### Selected excerpt:
SP have never been a poomsae club. There is no emphasis on it other than before grading and competition. Last time there are quite a few coaches, but now? this kind of situation? trust me, its only gonna get worse. Hope sir gets to bring joyce down from ntc.. That 1, 1 person may be enough, me? sorry i cant.

What i can do, is to pass on as much things as possible. I dunno what to expect for the competition, but for them not being able to achieve what they desire, that would be my failure.  I dont blame on the expectation on me, i dont blame it on any other pple. if they had trust in me, Im ought to give them what they wants.
11:43 pm
Monday, May 20, 2013

HTHT today..

Good job on getting something out of my heart after 4 month to the 1st person. now got some1 to talk to regarding that already..

Today, i realised more things about me.
1. Im a very principle based person.
2. I like to please everyone.

### Tasks for this exercise:
1. Repeat everything in the blog post about the poomsae club from "What i can do, is" down to "what they wants.".
2. Translate this sentence from the blog post about the poomsae club into Spanish: "There is no emphasis on it other than before grading and competition."
3. Resume the blog post about the poomsae club from where it stops.
The lines after this blog post are not needed.

### Given information:

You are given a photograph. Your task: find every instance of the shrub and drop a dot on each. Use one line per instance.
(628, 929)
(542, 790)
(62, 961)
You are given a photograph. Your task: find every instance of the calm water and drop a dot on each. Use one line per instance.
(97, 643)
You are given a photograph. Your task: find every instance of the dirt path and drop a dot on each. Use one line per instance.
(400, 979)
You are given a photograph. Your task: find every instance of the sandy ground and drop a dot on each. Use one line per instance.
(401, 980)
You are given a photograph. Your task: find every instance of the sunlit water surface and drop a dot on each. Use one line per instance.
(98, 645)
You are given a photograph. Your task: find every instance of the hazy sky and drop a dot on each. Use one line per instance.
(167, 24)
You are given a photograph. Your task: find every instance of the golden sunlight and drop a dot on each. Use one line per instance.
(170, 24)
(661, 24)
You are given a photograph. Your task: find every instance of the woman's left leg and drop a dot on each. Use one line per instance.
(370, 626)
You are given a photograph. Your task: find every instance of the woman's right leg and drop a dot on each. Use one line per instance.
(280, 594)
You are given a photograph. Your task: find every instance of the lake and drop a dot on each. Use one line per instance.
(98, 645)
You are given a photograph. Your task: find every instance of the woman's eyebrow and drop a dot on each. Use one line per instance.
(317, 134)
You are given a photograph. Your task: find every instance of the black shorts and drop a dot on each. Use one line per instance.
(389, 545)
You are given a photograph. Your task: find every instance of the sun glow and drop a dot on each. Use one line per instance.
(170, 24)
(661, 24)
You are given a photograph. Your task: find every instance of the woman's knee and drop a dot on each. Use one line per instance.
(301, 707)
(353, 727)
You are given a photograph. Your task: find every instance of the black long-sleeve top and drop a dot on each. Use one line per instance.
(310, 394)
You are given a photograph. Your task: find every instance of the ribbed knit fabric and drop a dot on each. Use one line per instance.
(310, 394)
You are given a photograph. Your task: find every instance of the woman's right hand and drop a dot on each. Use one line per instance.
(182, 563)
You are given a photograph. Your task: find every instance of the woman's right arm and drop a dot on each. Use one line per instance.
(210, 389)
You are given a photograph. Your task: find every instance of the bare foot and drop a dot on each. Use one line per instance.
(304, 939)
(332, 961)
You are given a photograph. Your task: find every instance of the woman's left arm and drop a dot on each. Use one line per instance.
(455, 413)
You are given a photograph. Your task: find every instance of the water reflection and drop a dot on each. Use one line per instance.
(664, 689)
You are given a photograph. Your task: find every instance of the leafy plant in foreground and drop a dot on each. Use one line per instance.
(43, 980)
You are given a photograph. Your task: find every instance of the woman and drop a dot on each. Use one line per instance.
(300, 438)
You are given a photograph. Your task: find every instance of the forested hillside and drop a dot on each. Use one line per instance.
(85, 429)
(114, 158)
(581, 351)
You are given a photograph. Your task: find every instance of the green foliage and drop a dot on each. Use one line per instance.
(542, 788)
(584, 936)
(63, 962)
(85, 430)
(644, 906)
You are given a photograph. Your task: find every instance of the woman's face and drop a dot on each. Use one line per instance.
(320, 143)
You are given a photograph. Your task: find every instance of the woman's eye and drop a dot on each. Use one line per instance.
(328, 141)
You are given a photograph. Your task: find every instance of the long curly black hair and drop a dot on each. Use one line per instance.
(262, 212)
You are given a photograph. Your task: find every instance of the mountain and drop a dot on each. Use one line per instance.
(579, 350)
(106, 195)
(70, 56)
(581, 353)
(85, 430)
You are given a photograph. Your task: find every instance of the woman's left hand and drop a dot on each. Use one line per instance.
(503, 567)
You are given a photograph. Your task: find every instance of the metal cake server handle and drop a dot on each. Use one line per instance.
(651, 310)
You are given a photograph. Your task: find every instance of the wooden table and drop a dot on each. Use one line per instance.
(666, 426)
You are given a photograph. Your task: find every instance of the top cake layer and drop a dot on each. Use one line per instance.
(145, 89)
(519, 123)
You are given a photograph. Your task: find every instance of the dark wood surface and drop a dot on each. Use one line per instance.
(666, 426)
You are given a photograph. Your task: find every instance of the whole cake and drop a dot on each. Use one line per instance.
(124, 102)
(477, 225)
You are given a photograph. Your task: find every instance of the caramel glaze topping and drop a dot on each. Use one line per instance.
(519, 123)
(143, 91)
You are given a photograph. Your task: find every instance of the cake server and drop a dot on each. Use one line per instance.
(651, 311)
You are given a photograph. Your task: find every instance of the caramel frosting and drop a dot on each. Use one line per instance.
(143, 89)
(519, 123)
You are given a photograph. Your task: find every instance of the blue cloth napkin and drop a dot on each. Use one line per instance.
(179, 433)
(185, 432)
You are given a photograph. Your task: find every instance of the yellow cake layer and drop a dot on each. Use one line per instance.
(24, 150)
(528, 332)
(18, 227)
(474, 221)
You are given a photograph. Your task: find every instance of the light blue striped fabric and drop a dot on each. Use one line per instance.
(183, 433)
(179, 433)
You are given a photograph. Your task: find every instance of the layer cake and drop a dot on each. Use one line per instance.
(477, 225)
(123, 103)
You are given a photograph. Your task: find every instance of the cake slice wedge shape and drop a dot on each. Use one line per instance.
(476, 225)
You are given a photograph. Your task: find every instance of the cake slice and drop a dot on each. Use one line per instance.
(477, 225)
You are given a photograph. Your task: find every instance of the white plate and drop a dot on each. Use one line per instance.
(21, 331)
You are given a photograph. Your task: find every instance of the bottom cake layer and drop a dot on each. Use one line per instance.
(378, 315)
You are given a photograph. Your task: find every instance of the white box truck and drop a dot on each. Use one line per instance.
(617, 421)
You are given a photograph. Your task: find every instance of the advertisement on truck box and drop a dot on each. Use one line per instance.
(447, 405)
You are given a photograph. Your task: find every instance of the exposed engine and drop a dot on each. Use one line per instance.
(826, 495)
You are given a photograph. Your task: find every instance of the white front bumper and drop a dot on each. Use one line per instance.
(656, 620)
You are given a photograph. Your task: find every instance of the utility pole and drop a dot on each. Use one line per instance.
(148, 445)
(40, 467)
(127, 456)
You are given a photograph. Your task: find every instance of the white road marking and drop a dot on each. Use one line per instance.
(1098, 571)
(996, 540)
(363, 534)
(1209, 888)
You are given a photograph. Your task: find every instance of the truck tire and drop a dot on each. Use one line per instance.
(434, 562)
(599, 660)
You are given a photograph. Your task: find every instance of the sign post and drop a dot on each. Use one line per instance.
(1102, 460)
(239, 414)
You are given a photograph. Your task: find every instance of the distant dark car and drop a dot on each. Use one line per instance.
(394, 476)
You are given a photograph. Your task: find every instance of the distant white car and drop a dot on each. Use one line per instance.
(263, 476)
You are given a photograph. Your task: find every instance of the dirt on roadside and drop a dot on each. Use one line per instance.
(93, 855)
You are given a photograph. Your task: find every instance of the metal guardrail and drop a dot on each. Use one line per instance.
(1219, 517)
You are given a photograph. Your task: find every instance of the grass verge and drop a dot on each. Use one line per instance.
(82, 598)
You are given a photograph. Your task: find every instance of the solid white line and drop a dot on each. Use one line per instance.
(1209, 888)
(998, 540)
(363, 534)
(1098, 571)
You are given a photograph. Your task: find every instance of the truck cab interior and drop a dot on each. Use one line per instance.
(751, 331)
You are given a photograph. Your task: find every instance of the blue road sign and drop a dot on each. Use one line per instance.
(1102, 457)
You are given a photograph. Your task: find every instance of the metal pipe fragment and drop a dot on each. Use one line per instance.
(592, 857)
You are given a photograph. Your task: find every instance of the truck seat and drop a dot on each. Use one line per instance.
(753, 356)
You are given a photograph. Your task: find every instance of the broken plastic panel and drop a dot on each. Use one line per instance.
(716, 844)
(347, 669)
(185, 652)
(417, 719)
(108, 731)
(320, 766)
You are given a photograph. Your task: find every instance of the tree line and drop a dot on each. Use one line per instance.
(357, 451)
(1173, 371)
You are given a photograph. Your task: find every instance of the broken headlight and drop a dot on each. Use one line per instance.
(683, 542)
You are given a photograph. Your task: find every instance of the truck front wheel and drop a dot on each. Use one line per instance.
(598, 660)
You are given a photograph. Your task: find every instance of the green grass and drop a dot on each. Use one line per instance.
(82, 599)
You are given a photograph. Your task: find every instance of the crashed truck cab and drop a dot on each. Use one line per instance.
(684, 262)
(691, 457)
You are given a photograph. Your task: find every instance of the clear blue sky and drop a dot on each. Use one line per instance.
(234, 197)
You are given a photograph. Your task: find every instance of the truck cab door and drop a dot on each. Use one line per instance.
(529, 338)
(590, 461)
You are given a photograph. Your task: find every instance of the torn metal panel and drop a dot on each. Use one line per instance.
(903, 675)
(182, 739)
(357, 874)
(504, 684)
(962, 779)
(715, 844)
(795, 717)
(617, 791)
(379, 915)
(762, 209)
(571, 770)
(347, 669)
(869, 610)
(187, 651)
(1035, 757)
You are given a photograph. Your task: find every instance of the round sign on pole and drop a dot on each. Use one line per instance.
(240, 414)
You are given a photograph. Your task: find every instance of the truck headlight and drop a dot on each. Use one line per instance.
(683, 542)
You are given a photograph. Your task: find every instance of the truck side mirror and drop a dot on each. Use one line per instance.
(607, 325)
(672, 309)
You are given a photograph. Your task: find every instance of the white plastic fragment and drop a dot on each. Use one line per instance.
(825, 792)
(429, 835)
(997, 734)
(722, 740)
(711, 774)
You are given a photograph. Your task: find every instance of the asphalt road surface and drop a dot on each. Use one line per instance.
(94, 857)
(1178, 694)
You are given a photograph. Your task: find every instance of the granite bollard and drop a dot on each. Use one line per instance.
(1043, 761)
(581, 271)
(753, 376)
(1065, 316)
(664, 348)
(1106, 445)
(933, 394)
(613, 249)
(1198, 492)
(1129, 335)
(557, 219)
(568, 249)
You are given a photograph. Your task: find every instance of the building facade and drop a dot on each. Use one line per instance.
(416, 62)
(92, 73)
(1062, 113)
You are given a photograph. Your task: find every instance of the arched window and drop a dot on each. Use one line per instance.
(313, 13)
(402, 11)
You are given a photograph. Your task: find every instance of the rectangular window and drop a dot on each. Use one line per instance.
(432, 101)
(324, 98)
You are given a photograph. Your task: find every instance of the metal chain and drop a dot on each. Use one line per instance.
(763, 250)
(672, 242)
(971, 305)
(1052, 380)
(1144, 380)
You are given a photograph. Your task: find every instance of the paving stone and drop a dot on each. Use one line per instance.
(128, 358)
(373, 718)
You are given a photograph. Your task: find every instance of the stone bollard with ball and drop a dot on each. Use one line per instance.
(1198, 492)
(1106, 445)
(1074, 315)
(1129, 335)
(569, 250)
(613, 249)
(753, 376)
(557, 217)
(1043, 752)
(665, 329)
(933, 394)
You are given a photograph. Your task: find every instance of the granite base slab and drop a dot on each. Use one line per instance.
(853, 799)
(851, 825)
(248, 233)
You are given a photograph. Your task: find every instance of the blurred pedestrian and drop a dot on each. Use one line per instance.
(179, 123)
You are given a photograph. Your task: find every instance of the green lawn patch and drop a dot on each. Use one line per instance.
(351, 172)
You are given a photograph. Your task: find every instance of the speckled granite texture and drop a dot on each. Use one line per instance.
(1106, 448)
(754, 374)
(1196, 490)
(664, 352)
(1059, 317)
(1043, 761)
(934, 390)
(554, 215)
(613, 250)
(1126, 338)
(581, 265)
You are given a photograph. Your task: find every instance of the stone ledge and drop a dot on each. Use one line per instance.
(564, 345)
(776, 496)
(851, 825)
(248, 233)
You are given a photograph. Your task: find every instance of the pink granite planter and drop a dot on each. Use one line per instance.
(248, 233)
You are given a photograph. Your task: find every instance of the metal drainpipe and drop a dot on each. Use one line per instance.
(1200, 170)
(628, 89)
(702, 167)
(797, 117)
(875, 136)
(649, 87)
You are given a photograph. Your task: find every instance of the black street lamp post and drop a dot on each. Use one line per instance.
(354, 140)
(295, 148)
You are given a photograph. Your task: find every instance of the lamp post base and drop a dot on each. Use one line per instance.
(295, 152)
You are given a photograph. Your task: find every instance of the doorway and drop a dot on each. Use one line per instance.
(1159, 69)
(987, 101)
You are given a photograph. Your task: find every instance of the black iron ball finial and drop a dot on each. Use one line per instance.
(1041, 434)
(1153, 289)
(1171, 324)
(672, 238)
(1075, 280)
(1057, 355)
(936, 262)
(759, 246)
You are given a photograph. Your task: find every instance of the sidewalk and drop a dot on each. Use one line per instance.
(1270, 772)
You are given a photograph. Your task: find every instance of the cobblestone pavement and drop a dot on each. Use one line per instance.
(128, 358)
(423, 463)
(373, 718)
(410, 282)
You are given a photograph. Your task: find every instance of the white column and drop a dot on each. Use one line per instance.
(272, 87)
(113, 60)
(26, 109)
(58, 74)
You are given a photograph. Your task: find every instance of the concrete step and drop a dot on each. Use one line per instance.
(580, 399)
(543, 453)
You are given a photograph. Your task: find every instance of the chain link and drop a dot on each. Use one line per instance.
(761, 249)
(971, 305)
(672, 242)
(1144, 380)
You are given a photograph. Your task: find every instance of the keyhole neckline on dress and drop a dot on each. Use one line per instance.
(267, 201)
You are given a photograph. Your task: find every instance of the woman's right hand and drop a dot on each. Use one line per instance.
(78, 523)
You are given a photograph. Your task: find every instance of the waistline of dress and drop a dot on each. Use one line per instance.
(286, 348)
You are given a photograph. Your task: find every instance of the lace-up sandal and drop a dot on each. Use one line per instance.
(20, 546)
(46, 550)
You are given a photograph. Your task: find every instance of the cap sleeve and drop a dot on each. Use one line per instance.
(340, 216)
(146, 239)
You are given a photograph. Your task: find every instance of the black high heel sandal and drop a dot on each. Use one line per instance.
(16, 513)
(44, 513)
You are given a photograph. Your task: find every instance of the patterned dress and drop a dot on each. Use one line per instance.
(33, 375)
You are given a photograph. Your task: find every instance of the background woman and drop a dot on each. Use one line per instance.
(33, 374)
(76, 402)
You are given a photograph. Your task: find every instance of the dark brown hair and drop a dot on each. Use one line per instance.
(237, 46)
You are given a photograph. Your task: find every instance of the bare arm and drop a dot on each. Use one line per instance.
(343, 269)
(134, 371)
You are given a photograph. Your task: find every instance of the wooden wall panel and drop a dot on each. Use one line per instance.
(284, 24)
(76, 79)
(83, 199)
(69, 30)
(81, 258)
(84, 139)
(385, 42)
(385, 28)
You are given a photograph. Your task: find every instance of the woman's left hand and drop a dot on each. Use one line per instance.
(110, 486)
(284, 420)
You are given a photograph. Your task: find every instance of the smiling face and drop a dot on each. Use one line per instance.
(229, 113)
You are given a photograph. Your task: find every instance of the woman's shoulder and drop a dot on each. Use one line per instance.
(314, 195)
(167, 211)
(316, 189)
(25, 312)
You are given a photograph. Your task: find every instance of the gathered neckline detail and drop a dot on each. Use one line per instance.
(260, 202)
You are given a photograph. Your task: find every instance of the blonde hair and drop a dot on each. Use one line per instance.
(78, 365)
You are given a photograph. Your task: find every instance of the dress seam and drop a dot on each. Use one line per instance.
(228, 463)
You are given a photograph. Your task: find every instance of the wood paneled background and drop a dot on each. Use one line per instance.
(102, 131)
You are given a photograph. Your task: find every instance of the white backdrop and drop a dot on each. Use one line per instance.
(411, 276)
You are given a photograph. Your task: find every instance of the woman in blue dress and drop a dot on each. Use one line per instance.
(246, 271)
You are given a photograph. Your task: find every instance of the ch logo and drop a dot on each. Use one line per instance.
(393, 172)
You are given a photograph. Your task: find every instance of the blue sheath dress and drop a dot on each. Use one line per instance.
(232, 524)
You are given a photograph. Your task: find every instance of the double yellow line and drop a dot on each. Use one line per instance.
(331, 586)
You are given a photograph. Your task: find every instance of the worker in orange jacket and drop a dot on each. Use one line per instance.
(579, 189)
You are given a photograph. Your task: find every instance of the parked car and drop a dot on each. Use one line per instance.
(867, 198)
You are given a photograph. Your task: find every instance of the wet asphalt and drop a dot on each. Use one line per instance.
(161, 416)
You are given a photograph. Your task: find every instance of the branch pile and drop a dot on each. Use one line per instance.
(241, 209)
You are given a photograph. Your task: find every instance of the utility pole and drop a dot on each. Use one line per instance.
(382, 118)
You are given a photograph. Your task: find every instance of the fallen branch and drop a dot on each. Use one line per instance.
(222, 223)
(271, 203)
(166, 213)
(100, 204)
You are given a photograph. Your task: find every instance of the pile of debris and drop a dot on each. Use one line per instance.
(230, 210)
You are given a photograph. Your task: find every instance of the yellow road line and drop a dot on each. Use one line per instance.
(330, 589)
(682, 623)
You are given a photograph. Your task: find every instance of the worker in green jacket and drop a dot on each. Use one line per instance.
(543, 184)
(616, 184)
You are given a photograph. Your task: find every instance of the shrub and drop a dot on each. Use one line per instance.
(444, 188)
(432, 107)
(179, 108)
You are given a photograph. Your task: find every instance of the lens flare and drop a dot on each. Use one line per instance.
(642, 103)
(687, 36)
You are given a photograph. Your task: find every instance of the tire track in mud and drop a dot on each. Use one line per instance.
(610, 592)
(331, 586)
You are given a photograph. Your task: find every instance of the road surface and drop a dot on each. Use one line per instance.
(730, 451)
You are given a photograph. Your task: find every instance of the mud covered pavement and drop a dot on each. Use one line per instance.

### Set of answers:
1.
What i can do, is to pass on as much things as possible. I dunno what to expect for the competition, but for them not being able to achieve what they desire, that would be my failure.  I dont blame on the expectation on me, i dont blame it on any other pple. if they had trust in me, Im ought to give them what they wants.

2. No se le da importancia salvo antes de los exámenes de grado y las competiciones.

3.
the second actually i knew very long ago already, but it was just brought to me again. and thinking back, the setting is now different.. Last time, i still can afford to do it, but now, given the position i am in, and given the things that i do, i can no longer keep up with it. During BMT some pple said that i like to wayang. Maybe that is the reason. I try to get onto good terms with everyone, for a simple reason that i will never know when i need help from some of them. The network definitely will open me up to more options in the future. But now, times have changed, so should I. Have to choose which side is more important, and beneficial  for whatever i am tasked to do. Its difficult to know know if i am doing it for myself or for others.

Today, i realised that i have set so many limitations and principles to myself and the way i should do things, and its limiting my opportunities. A struggle between people around me, self conscious, and benefits for myself. I want the best for myself, but most of the time, i rank myself last, behind all others. laying out all the freebies on the table up for people to grab, but i will quietly stand at the back and wait for everyone else to finish up. to fight for what i want is one thing, but to let others suffer because of my selfishness is another. maybe i really should remove some of my principles but i am afraid that it will affect my own quality of life too. Nothing can be perfect, and of coz, not all principles will be matched all at once. Some have to be forsaken, but there are ones that i cant let go. A huge fight is breaking out. Much more easier said than done.

11:27 pm
Thursday, May 16, 2013

I cant post on a schedule of everyday.. its just too boring.. shall go back to blog when i wants to bah.. twitter is a blog with limited words.. more extensive things shall come onto the blog. =)
1:22 am


This was an interesting question posted to me.

Why do I put in so much effort into training and coaching. Who am i doing it for.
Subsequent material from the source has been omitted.